**TRABAJO REQUERIDO:**
Reproduce sin cambios, del texto sobre las Antimemorias de Malraux, todo lo que va desde "Porque hay tanta" hasta "que recibió condecoraciones.".

**EXTRACTO DEL DOCUMENTO:**

A mediados de los años sesenta, cuando llevaba media década como ministro de Asuntos Culturales del general de Gaulle en la V República, Malraux hizo un largo viajo al Extremo Oriente, enviado por el propio jefe del Estado francés, al parecer, para que se curara de algunos achaques provocados, entre otras cosas, por el alcohol y por una vida familiar muy tensa.
Ese viaje es el punto de referencia principal de las Antimemorias, aparecidas en 1967, tras varios años sin publicar libros, aunque muchas de las cosas que Malraux cuenta o inventa ocurrieron antes o después de ese periplo, que sirve de marco a sus recuerdos y reflexiones.
Porque hay tanta invención y vanidad en el autor que es imposible saber qué es cierto en los diálogos con Mao o con Nehru, en sus encuentros con de Gaulle, en sus exploraciones arqueológicas o históricas, y en sus proezas durante la Guerra Civil española (contribuyó, por medio del Gobierno francés, a organizar una escuadrilla con aviones franceses que puso a disposición de los republicanos y que él comandó a pesar de que no sabía pilotar ni pegar tiros), o como miembro de la Resistencia contra los nazis (a la que parece que se unió en 1944 y no, como hizo creer, a comienzos de la década), por las que recibió condecoraciones.
Por lo pronto, hay una hazaña indiscutible: la singular aventura de buscar, a los treinta y pico de años, junto con el capitán Édouard Corniglion-Molinier y otro compañero, en el desierto yemení, el reino de la reina de Saba, que es medio fantástica —lo menos que se puede decir de ella—, que, entre brumas, aparece guiando a ese par de personajes y que hace aquí de silenciosa presencia, siempre a las órdenes de Malraux, quien lleva y describe a su musa de manera deslumbrante. Malraux, gran admirador del británico
T.E. Lawrence, tiene la pasión por la aventura de ciertos europeos fascinados por los mundos que son o parecen exóticos, y encuentra lo que quiere encontrar, exista o no. Todo indica que lo que había en las fotografías que tomó desde el avión que sobrevoló la zona de Yemen donde creía que encontraría restos de la ciudad muerta de la reina Saba era simplemente un oasis con algunas casitas y alguna ruina sin la menor relación con el reino bíblico, aunque esto es lo que menos importa en el relato de su aventura.

Entradas de señalización y etiquetado:
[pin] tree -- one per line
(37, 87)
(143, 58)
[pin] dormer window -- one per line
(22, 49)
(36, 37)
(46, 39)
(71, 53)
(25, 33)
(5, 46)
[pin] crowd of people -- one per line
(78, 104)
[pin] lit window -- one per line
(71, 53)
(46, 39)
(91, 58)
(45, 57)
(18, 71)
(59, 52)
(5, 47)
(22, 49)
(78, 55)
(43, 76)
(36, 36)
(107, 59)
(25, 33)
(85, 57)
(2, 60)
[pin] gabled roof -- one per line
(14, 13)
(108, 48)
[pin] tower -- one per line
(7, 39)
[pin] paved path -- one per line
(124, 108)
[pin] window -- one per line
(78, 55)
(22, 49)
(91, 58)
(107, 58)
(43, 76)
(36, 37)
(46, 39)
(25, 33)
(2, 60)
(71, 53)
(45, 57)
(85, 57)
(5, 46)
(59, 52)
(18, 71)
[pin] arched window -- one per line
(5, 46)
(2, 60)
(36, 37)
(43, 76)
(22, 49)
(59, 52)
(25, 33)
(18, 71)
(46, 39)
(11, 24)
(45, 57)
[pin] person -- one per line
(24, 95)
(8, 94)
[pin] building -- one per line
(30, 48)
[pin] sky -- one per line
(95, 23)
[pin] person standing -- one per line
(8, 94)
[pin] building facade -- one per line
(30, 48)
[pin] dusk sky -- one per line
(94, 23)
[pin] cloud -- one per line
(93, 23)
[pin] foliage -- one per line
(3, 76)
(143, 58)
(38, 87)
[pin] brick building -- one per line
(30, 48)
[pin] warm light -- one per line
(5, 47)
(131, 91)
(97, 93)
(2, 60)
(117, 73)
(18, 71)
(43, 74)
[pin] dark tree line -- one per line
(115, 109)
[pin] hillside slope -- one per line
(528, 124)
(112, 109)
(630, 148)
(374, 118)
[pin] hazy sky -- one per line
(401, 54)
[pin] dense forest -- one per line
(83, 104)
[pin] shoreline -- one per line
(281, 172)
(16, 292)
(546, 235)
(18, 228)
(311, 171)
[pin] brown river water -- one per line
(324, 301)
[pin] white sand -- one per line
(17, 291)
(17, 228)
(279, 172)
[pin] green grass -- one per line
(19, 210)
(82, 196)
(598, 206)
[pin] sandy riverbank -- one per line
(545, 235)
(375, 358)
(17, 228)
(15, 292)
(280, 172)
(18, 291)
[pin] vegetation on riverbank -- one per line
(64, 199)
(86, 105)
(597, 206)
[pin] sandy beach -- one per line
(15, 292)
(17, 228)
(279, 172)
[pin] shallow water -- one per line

**EJERCICIO RESUELTO:**
Porque hay tanta invención y vanidad en el autor que es imposible saber qué es cierto en los diálogos con Mao o con Nehru, en sus encuentros con de Gaulle, en sus exploraciones arqueológicas o históricas, y en sus proezas durante la Guerra Civil española (contribuyó, por medio del Gobierno francés, a organizar una escuadrilla con aviones franceses que puso a disposición de los republicanos y que él comandó a pesar de que no sabía pilotar ni pegar tiros), o como miembro de la Resistencia contra los nazis (a la que parece que se unió en 1944 y no, como hizo creer, a comienzos de la década), por las que recibió condecoraciones.